## Document text
---------------
When he was 19, he left home to work in the stone quarries of
Massachusetts and Maine. William B. Pierce, who owned a quarry
in Augusta, Maine, hired both Horace and his brother, John, and would
later become Horace's father-in-law.
Augusta Pierce was one of seven daughters and three sons born to
William B. Pierce and Lucy Eaton. Growing up in a comfortable
middle-class home, she was a fragile child but also strong willed. Horace and Augusta began a courtship that would eventually lead to
marriage.
In 1855, Horace joined a group organized
by the New England Immigrant Aid Society to populate the
Kansas
territory with anti-slave settlers. He moved to
Kansas
and homesteaded a piece of land on Deep Creek in Riley County,
which is called "Tabor
Valley" to this day. His hard work and willingness to help the
anti-slavery cause got him elected to the "Free Soil" legislature,
which sat in defiance of the so-called legitimate territorial
government during a violent period of civil unrest, which earned the
territory the name of "Bleeding
Kansas."
Early in 1857, he returned to Maine to
marry the twenty-four year old Augusta Pierce and bring her back to
Kansas. Rattlesnakes and Indians too often visited the area and Augusta,
appalled by the raw ruggedness of the territory and the rough cabin,
often fell to tears. However, they spent the next two years
trying to make the farm productive until Horace began to hear stories
of gold discoveries in the western part of the
Kansas
Territory (now
Colorado.)
---------------
Dataset records on where objects are located:
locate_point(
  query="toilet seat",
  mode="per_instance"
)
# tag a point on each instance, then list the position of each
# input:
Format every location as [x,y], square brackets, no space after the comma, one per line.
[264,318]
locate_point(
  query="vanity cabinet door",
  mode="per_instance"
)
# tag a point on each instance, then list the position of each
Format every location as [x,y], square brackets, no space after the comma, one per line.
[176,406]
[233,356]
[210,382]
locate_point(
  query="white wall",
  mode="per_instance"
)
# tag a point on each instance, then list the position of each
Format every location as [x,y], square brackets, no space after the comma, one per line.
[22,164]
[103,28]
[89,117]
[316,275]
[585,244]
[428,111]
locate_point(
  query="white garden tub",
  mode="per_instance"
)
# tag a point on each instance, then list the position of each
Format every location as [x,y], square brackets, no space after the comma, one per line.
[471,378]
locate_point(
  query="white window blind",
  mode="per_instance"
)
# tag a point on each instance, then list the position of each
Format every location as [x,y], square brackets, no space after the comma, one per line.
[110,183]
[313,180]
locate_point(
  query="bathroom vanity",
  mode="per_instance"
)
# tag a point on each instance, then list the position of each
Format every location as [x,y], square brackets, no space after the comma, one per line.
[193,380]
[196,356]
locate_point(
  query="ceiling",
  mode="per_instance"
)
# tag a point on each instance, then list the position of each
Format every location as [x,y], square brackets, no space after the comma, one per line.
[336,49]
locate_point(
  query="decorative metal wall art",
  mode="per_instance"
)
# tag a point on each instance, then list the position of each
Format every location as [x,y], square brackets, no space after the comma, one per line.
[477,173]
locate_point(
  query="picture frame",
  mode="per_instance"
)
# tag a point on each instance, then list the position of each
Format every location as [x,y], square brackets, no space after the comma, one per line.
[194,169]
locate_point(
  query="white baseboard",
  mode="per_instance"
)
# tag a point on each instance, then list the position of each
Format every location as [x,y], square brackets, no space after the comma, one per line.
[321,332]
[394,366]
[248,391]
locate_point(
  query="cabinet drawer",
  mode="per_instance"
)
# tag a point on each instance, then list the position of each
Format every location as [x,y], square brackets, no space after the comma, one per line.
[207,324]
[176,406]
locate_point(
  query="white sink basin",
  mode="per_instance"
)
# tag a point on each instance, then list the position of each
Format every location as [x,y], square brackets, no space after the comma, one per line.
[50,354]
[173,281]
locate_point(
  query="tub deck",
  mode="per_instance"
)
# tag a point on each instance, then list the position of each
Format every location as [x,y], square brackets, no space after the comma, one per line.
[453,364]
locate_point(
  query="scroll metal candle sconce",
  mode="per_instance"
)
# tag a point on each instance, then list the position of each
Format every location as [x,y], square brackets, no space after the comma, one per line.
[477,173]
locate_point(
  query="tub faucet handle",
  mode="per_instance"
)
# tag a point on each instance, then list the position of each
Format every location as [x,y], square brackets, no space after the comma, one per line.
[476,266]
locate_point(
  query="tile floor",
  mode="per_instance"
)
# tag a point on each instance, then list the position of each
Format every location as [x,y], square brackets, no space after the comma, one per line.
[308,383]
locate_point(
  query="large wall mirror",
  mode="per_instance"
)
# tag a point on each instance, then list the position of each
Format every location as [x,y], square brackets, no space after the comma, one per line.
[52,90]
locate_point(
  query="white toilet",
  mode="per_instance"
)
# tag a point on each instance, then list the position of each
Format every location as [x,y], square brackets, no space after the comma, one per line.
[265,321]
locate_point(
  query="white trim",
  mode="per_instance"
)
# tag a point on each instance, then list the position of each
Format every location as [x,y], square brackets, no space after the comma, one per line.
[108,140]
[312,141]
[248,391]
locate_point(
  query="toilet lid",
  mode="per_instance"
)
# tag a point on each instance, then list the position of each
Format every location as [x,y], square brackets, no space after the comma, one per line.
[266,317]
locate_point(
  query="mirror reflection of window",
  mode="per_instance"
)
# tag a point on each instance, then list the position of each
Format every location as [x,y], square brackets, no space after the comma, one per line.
---------------
## Tasks to perform
- 1) In the passage about Horace and Augusta, who owned the quarry in Augusta, Maine, where Horace and his brother John were hired?
- 2) Using the passage about Horace and Augusta, explain in one to three sentences why Horace was elected to the "Free Soil" legislature.
- 3) Pick up the passage about Horace and Augusta after its final sentence and keep writing it.
Nothing in the records is needed here.

## Answers for this exercise
- 1) William B. Pierce owned it.

- 2) His hard work and his willingness to help the anti-slavery cause got him elected to the "Free Soil" legislature.

- 3)
In
the spring of 1859, they left Deep Creek with their baby son Maxcy and
two friends from Maine. Following the Republican River Trail,
they walked across the barely explored landscape of northern
Kansas
and southern Nebraska until they reached Denver. While the men
hunted for food, Augusta tried to keep the campfire alive, often with
only buffalo chips, since there was no wood on the high plains. It
took them six weeks to make a trip that could be made a decade later
by train in under thirty hours. Just one month after their
journey on the Republican River Trail, Horace Greeley took the same
route, describing it as "the acme of barrenness and desolation."
Though Horace at first tried to prospect in fields close to Denver, he
decided to try his luck farther inland, and in the spring of 1860, they
headed to
California Gulch, just south of
Leadville.
Their previous journey across the high plains was easy, compared to their
trip to
California Gulch.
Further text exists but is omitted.